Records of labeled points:
◇ ◇ ◇ ◇

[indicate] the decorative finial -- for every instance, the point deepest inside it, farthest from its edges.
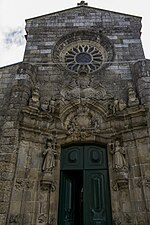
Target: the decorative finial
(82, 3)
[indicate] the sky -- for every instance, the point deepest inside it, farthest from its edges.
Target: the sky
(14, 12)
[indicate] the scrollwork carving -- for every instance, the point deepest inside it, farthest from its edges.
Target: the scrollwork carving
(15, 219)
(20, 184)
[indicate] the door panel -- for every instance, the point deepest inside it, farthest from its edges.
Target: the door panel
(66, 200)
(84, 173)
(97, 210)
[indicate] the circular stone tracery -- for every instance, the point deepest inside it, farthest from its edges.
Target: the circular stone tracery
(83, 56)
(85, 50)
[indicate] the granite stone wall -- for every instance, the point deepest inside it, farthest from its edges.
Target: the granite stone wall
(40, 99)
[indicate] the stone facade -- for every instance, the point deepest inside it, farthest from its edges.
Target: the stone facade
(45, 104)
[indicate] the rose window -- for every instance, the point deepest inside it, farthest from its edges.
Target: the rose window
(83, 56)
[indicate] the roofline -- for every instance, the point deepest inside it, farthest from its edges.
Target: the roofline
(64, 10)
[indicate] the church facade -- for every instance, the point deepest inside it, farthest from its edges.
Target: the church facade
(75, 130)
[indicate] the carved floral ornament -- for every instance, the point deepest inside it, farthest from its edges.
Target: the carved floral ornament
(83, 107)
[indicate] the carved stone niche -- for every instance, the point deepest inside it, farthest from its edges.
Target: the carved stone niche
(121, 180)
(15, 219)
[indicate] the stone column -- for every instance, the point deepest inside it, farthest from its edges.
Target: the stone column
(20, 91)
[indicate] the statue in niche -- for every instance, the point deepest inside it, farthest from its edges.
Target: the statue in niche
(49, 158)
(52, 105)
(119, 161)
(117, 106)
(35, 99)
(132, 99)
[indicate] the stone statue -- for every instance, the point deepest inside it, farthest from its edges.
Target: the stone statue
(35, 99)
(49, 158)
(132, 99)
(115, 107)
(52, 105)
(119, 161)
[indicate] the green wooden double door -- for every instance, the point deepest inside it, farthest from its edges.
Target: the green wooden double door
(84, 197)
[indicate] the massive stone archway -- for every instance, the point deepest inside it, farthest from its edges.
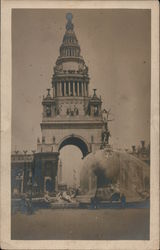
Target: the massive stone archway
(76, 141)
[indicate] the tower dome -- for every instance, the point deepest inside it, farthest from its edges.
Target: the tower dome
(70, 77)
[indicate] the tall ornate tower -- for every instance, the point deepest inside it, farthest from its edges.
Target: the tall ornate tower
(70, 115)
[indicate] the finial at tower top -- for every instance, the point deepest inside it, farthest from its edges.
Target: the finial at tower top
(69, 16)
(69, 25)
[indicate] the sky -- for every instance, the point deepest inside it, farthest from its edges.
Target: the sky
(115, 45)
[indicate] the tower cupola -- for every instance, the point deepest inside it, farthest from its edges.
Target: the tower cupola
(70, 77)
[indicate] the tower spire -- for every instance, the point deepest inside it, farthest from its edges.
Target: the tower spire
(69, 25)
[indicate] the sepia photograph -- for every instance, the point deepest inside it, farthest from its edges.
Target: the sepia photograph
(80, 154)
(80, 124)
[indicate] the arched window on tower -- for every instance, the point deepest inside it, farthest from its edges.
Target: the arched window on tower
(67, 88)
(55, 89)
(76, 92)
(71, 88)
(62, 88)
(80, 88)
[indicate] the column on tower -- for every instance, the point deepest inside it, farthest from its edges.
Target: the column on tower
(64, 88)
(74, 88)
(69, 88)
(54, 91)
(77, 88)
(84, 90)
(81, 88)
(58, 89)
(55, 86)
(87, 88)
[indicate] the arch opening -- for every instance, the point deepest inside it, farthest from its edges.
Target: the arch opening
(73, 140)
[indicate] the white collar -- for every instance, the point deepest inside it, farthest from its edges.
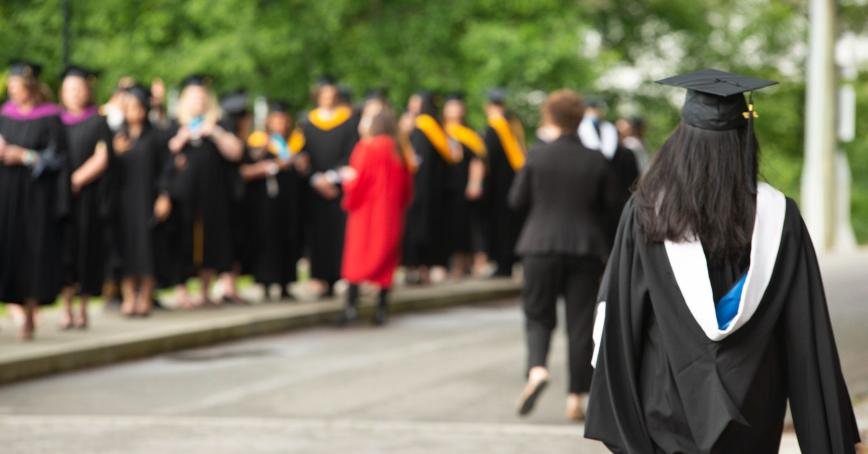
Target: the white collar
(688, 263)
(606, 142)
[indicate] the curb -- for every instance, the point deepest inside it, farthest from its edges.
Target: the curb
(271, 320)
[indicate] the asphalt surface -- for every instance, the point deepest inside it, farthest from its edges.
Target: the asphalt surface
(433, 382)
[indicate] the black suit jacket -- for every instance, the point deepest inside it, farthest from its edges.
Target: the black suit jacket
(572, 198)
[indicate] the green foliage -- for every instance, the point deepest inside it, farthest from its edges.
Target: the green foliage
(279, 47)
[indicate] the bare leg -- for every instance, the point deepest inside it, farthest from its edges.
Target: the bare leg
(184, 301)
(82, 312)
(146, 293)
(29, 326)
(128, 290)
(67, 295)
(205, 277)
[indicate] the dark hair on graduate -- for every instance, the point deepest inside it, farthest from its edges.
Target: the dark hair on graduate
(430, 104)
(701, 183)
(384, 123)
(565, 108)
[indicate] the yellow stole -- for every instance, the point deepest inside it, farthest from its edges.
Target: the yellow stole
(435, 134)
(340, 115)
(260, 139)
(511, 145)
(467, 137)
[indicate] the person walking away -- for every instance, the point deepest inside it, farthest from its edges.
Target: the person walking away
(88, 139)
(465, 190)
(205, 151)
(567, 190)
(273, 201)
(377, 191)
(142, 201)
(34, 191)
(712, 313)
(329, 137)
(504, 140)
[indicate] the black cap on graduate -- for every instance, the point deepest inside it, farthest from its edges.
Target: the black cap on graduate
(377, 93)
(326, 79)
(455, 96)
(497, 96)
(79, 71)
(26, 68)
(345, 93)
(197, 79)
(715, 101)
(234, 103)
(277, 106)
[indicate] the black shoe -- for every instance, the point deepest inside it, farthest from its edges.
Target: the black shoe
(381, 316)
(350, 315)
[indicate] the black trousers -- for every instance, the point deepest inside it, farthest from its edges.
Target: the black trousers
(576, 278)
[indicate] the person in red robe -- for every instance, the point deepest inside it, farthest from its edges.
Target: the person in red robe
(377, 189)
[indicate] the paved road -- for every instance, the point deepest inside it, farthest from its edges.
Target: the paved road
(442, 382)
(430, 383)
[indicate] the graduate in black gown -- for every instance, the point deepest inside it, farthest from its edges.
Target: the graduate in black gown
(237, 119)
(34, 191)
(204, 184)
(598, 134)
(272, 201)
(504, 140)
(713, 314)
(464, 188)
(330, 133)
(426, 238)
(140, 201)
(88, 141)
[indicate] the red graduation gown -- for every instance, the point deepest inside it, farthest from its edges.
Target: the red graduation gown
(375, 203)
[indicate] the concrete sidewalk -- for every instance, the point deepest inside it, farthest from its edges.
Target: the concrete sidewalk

◇ ◇ ◇ ◇

WHAT IS BEING ASKED -> Quote, without alteration, the final stretch of the entries: the line with "[indicate] the black cap" onward to the last line.

EXERCISE ANSWER ->
[indicate] the black cap on graduate -- for every instance, the point deepest inside it, farthest from its edges.
Target: the black cap on graduate
(377, 93)
(326, 79)
(455, 96)
(497, 96)
(79, 71)
(26, 68)
(345, 93)
(197, 79)
(715, 101)
(234, 103)
(277, 106)
[indicate] the black shoe -- for every instance, the point deepest inside it, farthest from its edges.
Target: the black shoe
(381, 316)
(350, 315)
[indicate] the black trousers -- for every instance, the point deepest inside it, farthest from its edges.
Target: the black trousers
(576, 278)
[indicate] the person in red robe -- for every instance, the point deepest inside it, farthest from its edges.
Target: the person in red robe
(377, 189)
[indicate] the paved road -- for every instance, the point deepest inside it, farthest from its edges.
Target: the paved road
(442, 382)
(430, 383)
[indicate] the graduate in black gown -- for every instance, the point deepest inside it, farthest from its edges.
Target: the graduate in black gown
(237, 119)
(34, 191)
(204, 184)
(598, 134)
(272, 201)
(504, 140)
(713, 314)
(464, 188)
(330, 133)
(426, 238)
(140, 201)
(88, 141)
[indicate] the red graduation gown -- for every instance, the point deepest inside it, farthest from its edges.
Target: the red graduation gown
(375, 203)
[indicate] the concrete sidewalk -- for every instance, the point deepest inside it, farthest from its edges.
Target: the concrete sidewalk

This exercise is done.